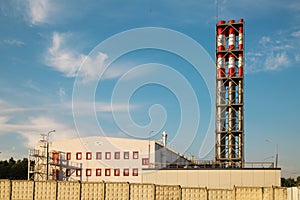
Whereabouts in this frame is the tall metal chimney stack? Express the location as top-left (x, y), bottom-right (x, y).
top-left (215, 19), bottom-right (245, 168)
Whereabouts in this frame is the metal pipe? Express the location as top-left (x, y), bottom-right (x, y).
top-left (46, 130), bottom-right (55, 181)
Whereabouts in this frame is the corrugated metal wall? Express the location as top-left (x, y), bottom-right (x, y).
top-left (0, 180), bottom-right (290, 200)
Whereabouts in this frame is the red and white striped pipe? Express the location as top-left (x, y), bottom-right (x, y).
top-left (217, 53), bottom-right (226, 78)
top-left (228, 54), bottom-right (235, 77)
top-left (217, 20), bottom-right (226, 51)
top-left (239, 19), bottom-right (244, 50)
top-left (238, 53), bottom-right (243, 76)
top-left (228, 20), bottom-right (236, 50)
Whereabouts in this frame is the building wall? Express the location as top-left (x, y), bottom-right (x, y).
top-left (49, 136), bottom-right (188, 182)
top-left (142, 168), bottom-right (281, 189)
top-left (50, 137), bottom-right (155, 182)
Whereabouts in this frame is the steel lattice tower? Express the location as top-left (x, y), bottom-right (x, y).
top-left (215, 19), bottom-right (244, 168)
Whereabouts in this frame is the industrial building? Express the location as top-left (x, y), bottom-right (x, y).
top-left (29, 132), bottom-right (191, 182)
top-left (28, 19), bottom-right (281, 188)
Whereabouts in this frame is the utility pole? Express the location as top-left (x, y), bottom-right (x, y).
top-left (46, 130), bottom-right (55, 181)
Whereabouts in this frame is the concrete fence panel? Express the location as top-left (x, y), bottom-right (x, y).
top-left (34, 181), bottom-right (57, 200)
top-left (130, 183), bottom-right (155, 200)
top-left (262, 187), bottom-right (273, 200)
top-left (235, 187), bottom-right (263, 200)
top-left (155, 185), bottom-right (181, 200)
top-left (208, 189), bottom-right (234, 200)
top-left (273, 187), bottom-right (287, 200)
top-left (181, 187), bottom-right (207, 200)
top-left (81, 182), bottom-right (104, 200)
top-left (0, 180), bottom-right (11, 200)
top-left (57, 181), bottom-right (80, 200)
top-left (11, 180), bottom-right (34, 200)
top-left (105, 182), bottom-right (129, 200)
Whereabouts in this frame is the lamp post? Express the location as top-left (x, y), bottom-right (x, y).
top-left (148, 131), bottom-right (154, 168)
top-left (46, 130), bottom-right (55, 181)
top-left (265, 139), bottom-right (278, 168)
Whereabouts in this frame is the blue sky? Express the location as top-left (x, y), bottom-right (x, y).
top-left (0, 0), bottom-right (300, 177)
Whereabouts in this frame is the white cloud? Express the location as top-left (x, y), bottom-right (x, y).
top-left (45, 32), bottom-right (112, 80)
top-left (265, 52), bottom-right (290, 71)
top-left (3, 39), bottom-right (25, 46)
top-left (24, 80), bottom-right (41, 92)
top-left (27, 0), bottom-right (54, 25)
top-left (45, 32), bottom-right (132, 81)
top-left (46, 32), bottom-right (85, 77)
top-left (246, 31), bottom-right (300, 73)
top-left (292, 31), bottom-right (300, 37)
top-left (258, 36), bottom-right (271, 46)
top-left (58, 87), bottom-right (67, 102)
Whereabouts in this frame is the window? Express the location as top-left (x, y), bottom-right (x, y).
top-left (123, 168), bottom-right (129, 176)
top-left (105, 169), bottom-right (110, 176)
top-left (96, 152), bottom-right (102, 160)
top-left (142, 158), bottom-right (149, 165)
top-left (66, 169), bottom-right (71, 177)
top-left (132, 151), bottom-right (139, 159)
top-left (76, 169), bottom-right (81, 176)
top-left (115, 152), bottom-right (120, 160)
top-left (132, 168), bottom-right (139, 176)
top-left (66, 152), bottom-right (71, 160)
top-left (96, 169), bottom-right (101, 176)
top-left (85, 169), bottom-right (92, 176)
top-left (124, 151), bottom-right (129, 159)
top-left (105, 152), bottom-right (111, 160)
top-left (86, 152), bottom-right (92, 160)
top-left (76, 152), bottom-right (82, 160)
top-left (114, 169), bottom-right (120, 176)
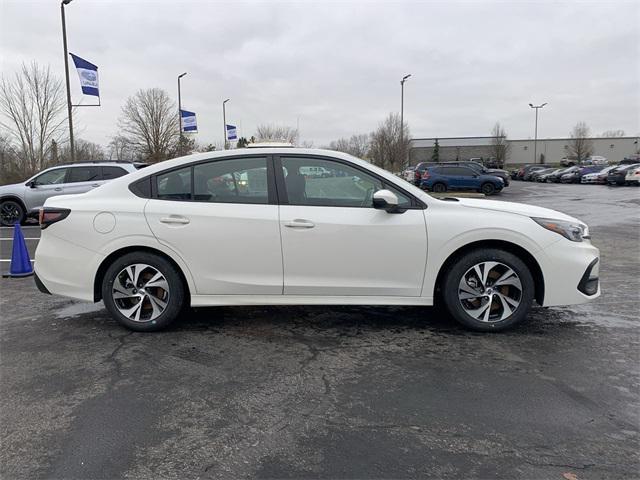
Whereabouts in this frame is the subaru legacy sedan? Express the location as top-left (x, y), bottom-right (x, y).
top-left (35, 148), bottom-right (600, 331)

What this task involves:
Turn all of the data above into a JSON list of strings, one string per line, skipping any blank lines. Leave the pictures out.

Solution for this exercise:
[
  "Whereabouts in this frame is the tall metal chimney stack? Express the location as top-left (x, y), bottom-right (x, y).",
  "top-left (215, 19), bottom-right (245, 168)",
  "Whereabouts in this frame is the metal pipe? Express the location as top-left (x, y), bottom-right (x, y).",
  "top-left (46, 130), bottom-right (55, 181)",
  "Whereabouts in this frame is the corrugated metal wall? Express the location as top-left (x, y), bottom-right (x, y).",
  "top-left (0, 180), bottom-right (290, 200)",
  "Whereabouts in this frame is the red and white striped pipe? Express the location as top-left (x, y), bottom-right (x, y).",
  "top-left (217, 53), bottom-right (226, 78)",
  "top-left (228, 54), bottom-right (235, 77)",
  "top-left (217, 20), bottom-right (226, 51)",
  "top-left (239, 19), bottom-right (244, 50)",
  "top-left (238, 53), bottom-right (243, 76)",
  "top-left (228, 20), bottom-right (236, 50)",
  "Whereabouts in this frame is the building wall? Express the location as top-left (x, y), bottom-right (x, y).",
  "top-left (49, 136), bottom-right (188, 182)",
  "top-left (142, 168), bottom-right (281, 189)",
  "top-left (50, 137), bottom-right (155, 182)",
  "Whereabouts in this frame is the steel lattice tower? Express the location as top-left (x, y), bottom-right (x, y).",
  "top-left (215, 19), bottom-right (244, 168)",
  "Whereabouts in this frame is the industrial building? Express the location as top-left (x, y), bottom-right (x, y).",
  "top-left (29, 132), bottom-right (191, 182)",
  "top-left (28, 19), bottom-right (281, 188)",
  "Whereabouts in this frame is the utility pole? Express the location as top-left (x, y), bottom-right (x, y).",
  "top-left (46, 130), bottom-right (55, 181)",
  "Whereabouts in this frame is the concrete fence panel? Express the location as top-left (x, y), bottom-right (x, y).",
  "top-left (34, 181), bottom-right (57, 200)",
  "top-left (130, 183), bottom-right (155, 200)",
  "top-left (262, 187), bottom-right (273, 200)",
  "top-left (235, 187), bottom-right (263, 200)",
  "top-left (155, 185), bottom-right (181, 200)",
  "top-left (208, 189), bottom-right (234, 200)",
  "top-left (273, 187), bottom-right (287, 200)",
  "top-left (181, 187), bottom-right (207, 200)",
  "top-left (81, 182), bottom-right (104, 200)",
  "top-left (0, 180), bottom-right (11, 200)",
  "top-left (57, 181), bottom-right (80, 200)",
  "top-left (11, 180), bottom-right (34, 200)",
  "top-left (105, 182), bottom-right (129, 200)",
  "Whereabouts in this frame is the lamp post? Express the location as top-left (x, y), bottom-right (x, y).",
  "top-left (148, 131), bottom-right (154, 168)",
  "top-left (46, 130), bottom-right (55, 181)",
  "top-left (265, 139), bottom-right (278, 168)",
  "Whereabouts in this frame is the blue sky? Express the location as top-left (x, y), bottom-right (x, y).",
  "top-left (0, 0), bottom-right (300, 177)",
  "Whereabouts in this frame is the white cloud? Express the location as top-left (x, y), bottom-right (x, y).",
  "top-left (45, 32), bottom-right (112, 80)",
  "top-left (265, 52), bottom-right (290, 71)",
  "top-left (3, 39), bottom-right (25, 46)",
  "top-left (24, 80), bottom-right (41, 92)",
  "top-left (27, 0), bottom-right (54, 25)",
  "top-left (45, 32), bottom-right (132, 81)",
  "top-left (46, 32), bottom-right (85, 77)",
  "top-left (246, 31), bottom-right (300, 73)",
  "top-left (292, 31), bottom-right (300, 37)",
  "top-left (258, 36), bottom-right (271, 46)",
  "top-left (58, 87), bottom-right (67, 102)",
  "Whereabouts in this frame is the window? Express the location as top-left (x, y), bottom-right (x, y).",
  "top-left (123, 168), bottom-right (129, 176)",
  "top-left (105, 169), bottom-right (110, 176)",
  "top-left (96, 152), bottom-right (102, 160)",
  "top-left (142, 158), bottom-right (149, 165)",
  "top-left (66, 169), bottom-right (71, 177)",
  "top-left (132, 151), bottom-right (139, 159)",
  "top-left (76, 169), bottom-right (81, 176)",
  "top-left (115, 152), bottom-right (120, 160)",
  "top-left (132, 168), bottom-right (139, 176)",
  "top-left (66, 152), bottom-right (71, 160)",
  "top-left (96, 169), bottom-right (101, 176)",
  "top-left (85, 169), bottom-right (92, 176)",
  "top-left (124, 151), bottom-right (129, 159)",
  "top-left (105, 152), bottom-right (111, 160)",
  "top-left (86, 152), bottom-right (92, 160)",
  "top-left (76, 152), bottom-right (82, 160)",
  "top-left (114, 169), bottom-right (120, 176)",
  "Whereabouts in this frame is the subaru legacy sedan? Express the location as top-left (x, y), bottom-right (x, y).",
  "top-left (35, 148), bottom-right (600, 331)"
]